What is asked> Copy each of the lines below, keeping every character unchanged.

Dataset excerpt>
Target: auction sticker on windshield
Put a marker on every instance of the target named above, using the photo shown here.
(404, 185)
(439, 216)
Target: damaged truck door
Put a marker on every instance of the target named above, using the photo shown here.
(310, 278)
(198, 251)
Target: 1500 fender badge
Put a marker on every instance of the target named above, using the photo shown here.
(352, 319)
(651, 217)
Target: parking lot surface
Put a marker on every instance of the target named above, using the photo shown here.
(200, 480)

Response to this task>
Target: auction sticker on windshield
Put a marker on every instance of the target named above, using the photo shown here.
(404, 185)
(439, 216)
Target: damaged truck door
Put a marker on every instance of the target named above, using the photo shown here.
(310, 278)
(198, 251)
Target: 1500 fender badge
Put a marker on every instance of the target named above, using the photo shown here.
(352, 319)
(651, 217)
Target: parking lot surface
Put a marker on every instance of the target named above, using the photo shown here.
(200, 480)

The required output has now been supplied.